**TASK ITEM A:** In the piece on literacy in health care, give the text again from "In addition, Osborne" up to and including "admitted less frequently.", updated so that "psychiatric unit" reads "psychiatric ward".
**TASK ITEM B:** Summarize the piece on literacy in health care in two sentences.

** TEXT PASSAGE follows **

To improve communication, make literacy a priority

Teach staff to write readable documents

Finding a solution to the literacy problem that plagues the health care industry is not a simple task. Although much has been written on the topic, few researchers and authors offer a blueprint for change, saysHelen Osborne, MEd, OTR/L, director of health education at Carney Hospital in Boston. Yet in 1996, the hospital’s patient and family education committee selected literacy as a priority project.

"Our goal is to change how an organization, not just an individual or department, approaches health and literacy," she explains.

The issue was brought to light when an article was published in the local newspaper in December 1995 about the results of a study researchers at Emory University School of Medicine in Atlanta had conducted on literacy. Out of 2,600 patients who participated in the study, 41% were unable to comprehend directions for taking medication on an empty stomach. Another 26% were unable to understand information regarding when their next appointment was scheduled, and 59.5% could not understand a standard informed consent document.1

"The study was done in Atlanta and Los Angeles, but I saw no reason to think that those statistics would not be the same in Boston," says Osborne.

In addition, Osborne and her colleagues on the patient and family education committee had experienced situations in which health care was impacted by the patient’s inability to read. For example, Osborne had worked on a psychiatric unit where a young man was repeatedly admitted. His treatment was never successful because he would not go to group therapy and did not follow his recommended outpatient treatment plan. Finally, one health care professional determined that he was noncompliant because he could not read. They put him in contact with an organization that could help him learn to read, and as a result, he was admitted less frequently.

** End of TEXT PASSAGE **
** RECORD EXTRACTS follows **

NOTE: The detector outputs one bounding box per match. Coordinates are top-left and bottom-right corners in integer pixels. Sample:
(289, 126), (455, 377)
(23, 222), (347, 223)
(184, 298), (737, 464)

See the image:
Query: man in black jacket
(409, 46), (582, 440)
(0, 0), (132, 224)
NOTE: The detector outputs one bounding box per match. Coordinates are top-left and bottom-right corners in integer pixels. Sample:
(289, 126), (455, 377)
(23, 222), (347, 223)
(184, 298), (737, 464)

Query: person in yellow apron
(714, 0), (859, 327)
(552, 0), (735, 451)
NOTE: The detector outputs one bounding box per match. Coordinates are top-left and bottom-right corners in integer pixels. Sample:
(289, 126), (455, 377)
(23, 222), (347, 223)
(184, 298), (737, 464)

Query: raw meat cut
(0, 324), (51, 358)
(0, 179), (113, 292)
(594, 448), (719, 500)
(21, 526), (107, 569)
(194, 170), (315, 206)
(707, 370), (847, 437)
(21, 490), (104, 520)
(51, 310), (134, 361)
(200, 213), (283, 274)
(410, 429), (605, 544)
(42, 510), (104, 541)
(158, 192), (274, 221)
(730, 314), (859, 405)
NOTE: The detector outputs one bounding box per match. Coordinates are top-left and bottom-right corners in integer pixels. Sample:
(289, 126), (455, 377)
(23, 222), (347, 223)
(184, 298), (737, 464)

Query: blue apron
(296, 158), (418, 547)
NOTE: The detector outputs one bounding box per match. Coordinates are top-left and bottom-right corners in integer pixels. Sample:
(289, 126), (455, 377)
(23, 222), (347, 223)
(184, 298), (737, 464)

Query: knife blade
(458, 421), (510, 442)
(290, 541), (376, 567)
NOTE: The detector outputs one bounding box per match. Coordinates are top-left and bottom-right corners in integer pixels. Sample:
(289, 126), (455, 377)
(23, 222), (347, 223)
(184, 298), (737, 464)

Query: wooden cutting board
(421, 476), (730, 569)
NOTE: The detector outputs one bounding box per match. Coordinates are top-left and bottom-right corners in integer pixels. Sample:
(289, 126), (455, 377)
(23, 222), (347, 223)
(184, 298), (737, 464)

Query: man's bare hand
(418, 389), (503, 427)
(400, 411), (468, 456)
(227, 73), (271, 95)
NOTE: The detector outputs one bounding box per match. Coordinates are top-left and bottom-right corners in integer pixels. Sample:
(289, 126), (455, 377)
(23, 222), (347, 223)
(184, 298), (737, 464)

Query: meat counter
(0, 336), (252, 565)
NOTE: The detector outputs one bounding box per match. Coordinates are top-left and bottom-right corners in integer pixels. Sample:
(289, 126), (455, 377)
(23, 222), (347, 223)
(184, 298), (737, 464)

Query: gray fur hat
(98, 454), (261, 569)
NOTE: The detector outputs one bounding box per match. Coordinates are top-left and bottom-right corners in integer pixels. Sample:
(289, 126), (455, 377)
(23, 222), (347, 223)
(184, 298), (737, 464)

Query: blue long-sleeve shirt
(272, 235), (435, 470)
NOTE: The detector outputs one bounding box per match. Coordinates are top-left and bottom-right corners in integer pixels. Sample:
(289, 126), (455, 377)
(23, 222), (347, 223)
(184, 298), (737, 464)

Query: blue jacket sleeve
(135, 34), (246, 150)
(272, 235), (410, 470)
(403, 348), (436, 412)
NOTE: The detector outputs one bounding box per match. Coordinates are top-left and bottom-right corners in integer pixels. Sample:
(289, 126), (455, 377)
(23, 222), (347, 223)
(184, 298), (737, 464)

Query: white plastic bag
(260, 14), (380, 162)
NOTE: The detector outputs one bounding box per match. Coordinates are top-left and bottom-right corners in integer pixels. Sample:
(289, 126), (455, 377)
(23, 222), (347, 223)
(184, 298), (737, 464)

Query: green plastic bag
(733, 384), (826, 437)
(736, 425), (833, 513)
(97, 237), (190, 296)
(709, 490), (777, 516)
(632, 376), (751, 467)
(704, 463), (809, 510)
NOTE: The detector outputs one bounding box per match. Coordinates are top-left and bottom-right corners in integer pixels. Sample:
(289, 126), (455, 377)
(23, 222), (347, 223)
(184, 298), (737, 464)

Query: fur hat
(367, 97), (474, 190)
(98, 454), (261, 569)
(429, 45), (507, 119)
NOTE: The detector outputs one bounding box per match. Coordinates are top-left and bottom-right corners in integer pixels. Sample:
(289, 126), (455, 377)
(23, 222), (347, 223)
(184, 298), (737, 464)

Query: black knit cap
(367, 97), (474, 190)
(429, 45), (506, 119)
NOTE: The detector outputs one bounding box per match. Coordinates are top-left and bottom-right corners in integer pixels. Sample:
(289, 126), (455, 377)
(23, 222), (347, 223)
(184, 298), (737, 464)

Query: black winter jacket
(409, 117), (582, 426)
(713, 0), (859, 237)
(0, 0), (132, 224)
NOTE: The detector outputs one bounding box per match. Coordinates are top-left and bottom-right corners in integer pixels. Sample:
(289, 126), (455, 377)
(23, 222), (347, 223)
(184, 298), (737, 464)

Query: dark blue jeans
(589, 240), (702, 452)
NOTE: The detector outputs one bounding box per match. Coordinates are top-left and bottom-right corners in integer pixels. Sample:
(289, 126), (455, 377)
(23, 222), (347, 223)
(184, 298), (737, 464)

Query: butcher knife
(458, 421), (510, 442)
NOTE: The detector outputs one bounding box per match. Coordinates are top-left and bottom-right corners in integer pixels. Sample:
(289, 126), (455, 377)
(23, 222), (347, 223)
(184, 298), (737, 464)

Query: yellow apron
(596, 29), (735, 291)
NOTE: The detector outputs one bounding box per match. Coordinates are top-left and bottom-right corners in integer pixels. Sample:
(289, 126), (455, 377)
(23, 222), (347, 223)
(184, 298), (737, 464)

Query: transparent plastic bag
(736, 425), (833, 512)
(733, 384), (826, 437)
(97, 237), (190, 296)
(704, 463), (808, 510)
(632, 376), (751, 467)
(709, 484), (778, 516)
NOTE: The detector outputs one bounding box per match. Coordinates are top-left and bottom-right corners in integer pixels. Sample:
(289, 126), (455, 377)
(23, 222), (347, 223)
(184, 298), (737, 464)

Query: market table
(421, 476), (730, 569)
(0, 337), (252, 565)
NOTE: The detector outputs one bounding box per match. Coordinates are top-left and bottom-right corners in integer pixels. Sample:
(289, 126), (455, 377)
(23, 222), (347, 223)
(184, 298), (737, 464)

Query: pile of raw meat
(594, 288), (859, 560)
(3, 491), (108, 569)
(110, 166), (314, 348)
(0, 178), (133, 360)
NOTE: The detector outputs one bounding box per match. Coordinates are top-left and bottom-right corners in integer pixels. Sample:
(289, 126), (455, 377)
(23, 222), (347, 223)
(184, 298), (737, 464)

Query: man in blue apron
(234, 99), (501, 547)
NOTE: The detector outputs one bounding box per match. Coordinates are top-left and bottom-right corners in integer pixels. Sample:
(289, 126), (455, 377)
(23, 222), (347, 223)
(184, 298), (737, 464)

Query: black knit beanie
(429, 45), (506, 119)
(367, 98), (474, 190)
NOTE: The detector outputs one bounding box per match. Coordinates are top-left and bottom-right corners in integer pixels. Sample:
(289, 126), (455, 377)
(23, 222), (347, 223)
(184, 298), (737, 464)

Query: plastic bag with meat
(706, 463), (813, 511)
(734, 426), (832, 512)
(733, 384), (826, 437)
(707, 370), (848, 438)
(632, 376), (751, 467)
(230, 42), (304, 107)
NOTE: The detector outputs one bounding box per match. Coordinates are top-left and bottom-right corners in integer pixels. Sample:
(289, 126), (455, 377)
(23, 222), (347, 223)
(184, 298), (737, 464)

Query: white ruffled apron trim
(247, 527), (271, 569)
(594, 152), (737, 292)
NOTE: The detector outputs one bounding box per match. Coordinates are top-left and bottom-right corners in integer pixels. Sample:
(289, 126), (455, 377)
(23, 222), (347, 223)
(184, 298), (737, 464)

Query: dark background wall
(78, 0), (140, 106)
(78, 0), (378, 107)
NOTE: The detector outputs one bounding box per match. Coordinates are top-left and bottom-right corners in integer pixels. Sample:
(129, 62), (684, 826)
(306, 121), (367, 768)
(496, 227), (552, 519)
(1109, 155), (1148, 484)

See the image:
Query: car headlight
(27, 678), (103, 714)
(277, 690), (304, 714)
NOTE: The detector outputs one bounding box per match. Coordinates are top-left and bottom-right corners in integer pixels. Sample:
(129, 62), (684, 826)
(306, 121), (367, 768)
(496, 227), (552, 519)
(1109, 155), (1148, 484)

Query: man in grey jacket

** End of RECORD EXTRACTS **

**EXPECTED ANSWER A:**
In addition, Osborne and her colleagues on the patient and family education committee had experienced situations in which health care was impacted by the patient’s inability to read. For example, Osborne had worked on a psychiatric ward where a young man was repeatedly admitted. His treatment was never successful because he would not go to group therapy and did not follow his recommended outpatient treatment plan. Finally, one health care professional determined that he was noncompliant because he could not read. They put him in contact with an organization that could help him learn to read, and as a result, he was admitted less frequently.

**EXPECTED ANSWER B:** In 1996, Carney Hospital's patient and family education committee chose literacy as a priority project, aiming to change how the whole organization approaches health and literacy, according to Helen Osborne, the hospital's director of health education. The issue came to light through a newspaper article on an Emory University study in which many patients could not understand medication directions, appointment information or a standard informed consent document, and committee members had also seen care affected by patients' inability to read.